(Named-object pointing records)
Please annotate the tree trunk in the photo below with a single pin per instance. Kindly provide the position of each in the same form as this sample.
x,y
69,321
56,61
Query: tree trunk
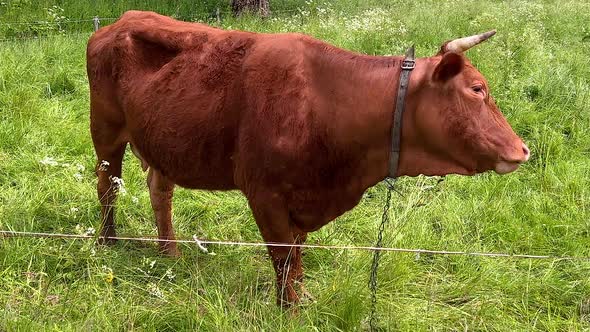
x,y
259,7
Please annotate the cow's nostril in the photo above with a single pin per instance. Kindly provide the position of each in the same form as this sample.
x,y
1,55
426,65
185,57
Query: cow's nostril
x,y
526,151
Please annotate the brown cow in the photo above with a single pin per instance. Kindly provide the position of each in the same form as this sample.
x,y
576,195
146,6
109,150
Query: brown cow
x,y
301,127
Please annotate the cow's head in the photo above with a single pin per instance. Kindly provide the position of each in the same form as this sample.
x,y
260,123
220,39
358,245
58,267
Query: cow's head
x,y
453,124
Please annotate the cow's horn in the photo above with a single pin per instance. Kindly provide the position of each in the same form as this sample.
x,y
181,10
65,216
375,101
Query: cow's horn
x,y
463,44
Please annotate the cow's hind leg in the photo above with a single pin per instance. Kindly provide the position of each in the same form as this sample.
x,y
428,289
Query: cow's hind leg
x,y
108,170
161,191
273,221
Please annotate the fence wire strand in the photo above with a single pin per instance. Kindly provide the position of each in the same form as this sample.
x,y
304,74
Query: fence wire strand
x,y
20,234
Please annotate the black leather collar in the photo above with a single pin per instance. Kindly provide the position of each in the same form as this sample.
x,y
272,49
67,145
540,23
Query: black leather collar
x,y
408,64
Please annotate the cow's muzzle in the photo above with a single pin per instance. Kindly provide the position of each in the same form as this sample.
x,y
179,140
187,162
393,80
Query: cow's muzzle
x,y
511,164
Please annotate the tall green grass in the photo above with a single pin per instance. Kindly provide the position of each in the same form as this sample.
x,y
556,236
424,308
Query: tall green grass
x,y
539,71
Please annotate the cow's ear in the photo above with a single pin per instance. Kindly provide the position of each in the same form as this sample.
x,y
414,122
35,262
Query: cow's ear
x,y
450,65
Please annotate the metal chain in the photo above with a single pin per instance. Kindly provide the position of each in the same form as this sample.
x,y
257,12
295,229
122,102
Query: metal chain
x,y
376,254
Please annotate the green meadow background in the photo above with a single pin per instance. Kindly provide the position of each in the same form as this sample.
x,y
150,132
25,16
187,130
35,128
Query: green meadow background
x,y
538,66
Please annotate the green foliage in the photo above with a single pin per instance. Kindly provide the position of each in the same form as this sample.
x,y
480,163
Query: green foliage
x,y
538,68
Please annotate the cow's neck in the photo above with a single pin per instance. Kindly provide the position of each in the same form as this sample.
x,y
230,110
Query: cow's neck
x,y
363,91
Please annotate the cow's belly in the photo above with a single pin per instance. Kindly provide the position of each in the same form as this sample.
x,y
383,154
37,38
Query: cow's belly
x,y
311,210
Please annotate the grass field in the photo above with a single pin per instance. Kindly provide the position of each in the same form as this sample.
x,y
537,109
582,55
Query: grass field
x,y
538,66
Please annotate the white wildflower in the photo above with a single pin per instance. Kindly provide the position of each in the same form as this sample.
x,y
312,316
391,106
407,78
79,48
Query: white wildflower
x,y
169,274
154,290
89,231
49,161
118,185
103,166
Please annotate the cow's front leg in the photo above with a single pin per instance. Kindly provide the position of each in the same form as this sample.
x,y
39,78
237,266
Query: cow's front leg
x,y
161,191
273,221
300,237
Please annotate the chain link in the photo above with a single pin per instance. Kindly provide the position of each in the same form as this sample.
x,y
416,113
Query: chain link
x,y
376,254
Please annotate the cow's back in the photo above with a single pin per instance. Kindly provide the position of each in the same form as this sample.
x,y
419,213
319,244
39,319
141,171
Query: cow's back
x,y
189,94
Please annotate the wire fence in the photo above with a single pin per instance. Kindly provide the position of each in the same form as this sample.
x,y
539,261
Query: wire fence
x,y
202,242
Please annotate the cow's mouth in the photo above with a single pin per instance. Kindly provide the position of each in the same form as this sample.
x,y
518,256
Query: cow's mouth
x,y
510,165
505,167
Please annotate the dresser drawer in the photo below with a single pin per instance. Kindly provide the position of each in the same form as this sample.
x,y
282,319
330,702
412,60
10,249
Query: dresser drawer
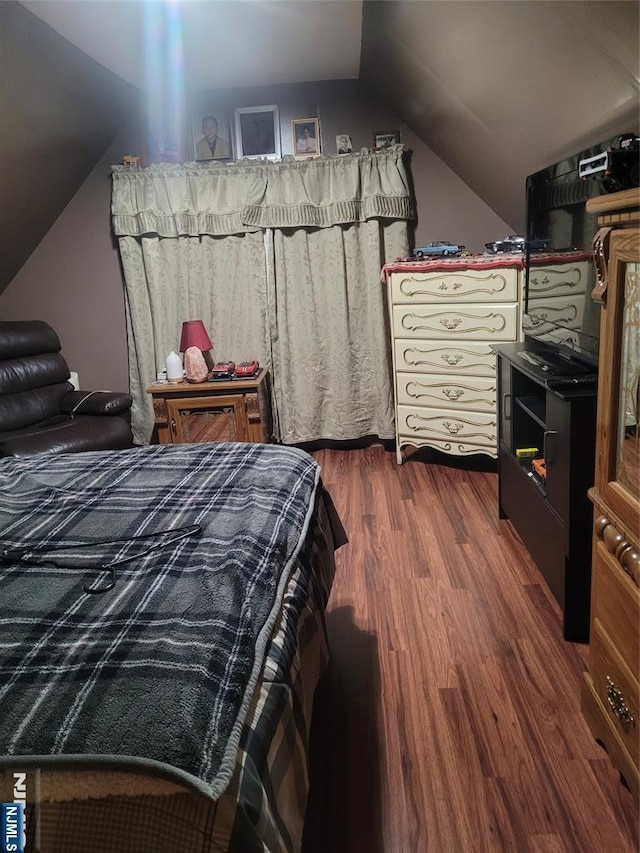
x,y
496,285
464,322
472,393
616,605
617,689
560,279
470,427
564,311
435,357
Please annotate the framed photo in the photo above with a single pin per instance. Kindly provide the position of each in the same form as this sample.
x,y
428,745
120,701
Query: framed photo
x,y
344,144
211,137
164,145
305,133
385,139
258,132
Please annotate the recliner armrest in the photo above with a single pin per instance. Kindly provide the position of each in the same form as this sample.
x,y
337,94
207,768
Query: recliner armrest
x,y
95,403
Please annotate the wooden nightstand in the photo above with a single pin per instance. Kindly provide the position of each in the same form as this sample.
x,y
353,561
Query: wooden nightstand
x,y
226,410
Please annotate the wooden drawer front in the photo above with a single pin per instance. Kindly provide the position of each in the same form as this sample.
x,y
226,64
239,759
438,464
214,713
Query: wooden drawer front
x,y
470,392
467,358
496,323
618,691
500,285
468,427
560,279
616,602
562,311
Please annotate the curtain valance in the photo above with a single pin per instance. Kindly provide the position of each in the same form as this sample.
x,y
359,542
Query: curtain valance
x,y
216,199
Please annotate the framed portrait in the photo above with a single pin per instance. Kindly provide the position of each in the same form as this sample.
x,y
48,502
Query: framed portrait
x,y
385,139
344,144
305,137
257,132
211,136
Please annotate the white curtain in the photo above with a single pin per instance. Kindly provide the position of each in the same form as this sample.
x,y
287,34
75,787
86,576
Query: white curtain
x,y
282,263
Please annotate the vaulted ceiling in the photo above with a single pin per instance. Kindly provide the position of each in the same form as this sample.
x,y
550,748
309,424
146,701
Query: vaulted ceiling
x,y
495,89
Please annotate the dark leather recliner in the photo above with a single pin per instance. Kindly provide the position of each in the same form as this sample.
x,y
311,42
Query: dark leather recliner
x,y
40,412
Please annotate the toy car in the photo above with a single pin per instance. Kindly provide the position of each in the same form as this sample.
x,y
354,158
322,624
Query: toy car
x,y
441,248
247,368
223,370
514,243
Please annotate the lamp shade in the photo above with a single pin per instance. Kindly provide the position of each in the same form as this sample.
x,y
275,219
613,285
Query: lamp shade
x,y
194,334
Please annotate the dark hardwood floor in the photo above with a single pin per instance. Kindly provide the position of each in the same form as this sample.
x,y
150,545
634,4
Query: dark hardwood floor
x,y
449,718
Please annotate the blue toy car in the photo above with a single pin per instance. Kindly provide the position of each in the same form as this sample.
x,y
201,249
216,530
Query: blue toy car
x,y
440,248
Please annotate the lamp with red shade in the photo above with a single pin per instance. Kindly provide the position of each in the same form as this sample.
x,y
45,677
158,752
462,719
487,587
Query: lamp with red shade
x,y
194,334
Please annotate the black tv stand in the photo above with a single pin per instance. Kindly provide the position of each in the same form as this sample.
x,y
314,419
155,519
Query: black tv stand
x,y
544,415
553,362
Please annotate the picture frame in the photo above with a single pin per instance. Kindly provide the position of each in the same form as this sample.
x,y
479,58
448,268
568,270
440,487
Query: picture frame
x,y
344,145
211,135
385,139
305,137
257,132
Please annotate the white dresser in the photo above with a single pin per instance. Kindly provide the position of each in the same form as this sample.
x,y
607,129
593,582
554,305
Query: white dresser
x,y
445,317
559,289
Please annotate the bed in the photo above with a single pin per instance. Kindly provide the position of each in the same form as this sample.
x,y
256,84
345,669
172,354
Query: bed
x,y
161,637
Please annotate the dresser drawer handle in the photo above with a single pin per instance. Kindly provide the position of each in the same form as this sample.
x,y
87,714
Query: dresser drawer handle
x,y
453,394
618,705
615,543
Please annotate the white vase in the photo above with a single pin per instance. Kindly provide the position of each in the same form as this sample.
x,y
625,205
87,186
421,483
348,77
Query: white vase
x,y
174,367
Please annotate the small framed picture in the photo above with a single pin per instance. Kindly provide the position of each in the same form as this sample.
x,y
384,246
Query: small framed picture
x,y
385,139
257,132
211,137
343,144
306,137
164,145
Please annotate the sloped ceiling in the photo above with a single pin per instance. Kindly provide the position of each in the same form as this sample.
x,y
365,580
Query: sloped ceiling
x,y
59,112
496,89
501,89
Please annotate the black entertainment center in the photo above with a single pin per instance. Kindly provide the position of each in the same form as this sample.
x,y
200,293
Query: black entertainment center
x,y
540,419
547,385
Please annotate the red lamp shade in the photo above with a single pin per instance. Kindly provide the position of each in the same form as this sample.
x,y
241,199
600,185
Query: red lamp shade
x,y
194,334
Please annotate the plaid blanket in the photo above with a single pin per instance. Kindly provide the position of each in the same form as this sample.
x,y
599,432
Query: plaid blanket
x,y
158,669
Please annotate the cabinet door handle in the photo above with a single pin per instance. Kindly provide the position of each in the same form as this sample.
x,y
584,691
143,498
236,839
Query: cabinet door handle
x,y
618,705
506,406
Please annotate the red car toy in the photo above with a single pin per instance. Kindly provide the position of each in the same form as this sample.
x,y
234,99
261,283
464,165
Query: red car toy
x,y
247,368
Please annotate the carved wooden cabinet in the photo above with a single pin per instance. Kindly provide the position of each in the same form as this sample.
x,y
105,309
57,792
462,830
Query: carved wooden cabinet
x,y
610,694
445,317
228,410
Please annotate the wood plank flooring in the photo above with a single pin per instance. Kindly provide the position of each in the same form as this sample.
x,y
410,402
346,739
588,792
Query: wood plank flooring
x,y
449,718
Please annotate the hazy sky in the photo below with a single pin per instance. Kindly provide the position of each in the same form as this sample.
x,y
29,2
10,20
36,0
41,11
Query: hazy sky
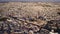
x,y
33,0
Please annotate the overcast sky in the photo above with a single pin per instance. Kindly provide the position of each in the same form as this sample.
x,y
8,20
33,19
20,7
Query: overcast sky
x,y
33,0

- Work required
Write out exactly the lines from the line containing "Please annotate the wood plank" through the last line of the listing above, please, and leave out any pictures.

- Answer for the task
Please annotate the wood plank flooring in the photo above with a single pin per instance. Kindly provide the position of each in the same form as this sample.
x,y
410,402
346,739
588,792
Query: wood plank flooring
x,y
449,718
Please annotate the hazy sky in the photo below with a single pin per instance. Kindly provide the position of each in the same form as this sample.
x,y
29,2
10,20
36,0
41,11
Query: hazy sky
x,y
33,0
Please annotate the overcast sky in the photo above with a single pin per instance. Kindly provide the position of each in the same form as this sample.
x,y
8,20
33,19
20,7
Query: overcast sky
x,y
33,0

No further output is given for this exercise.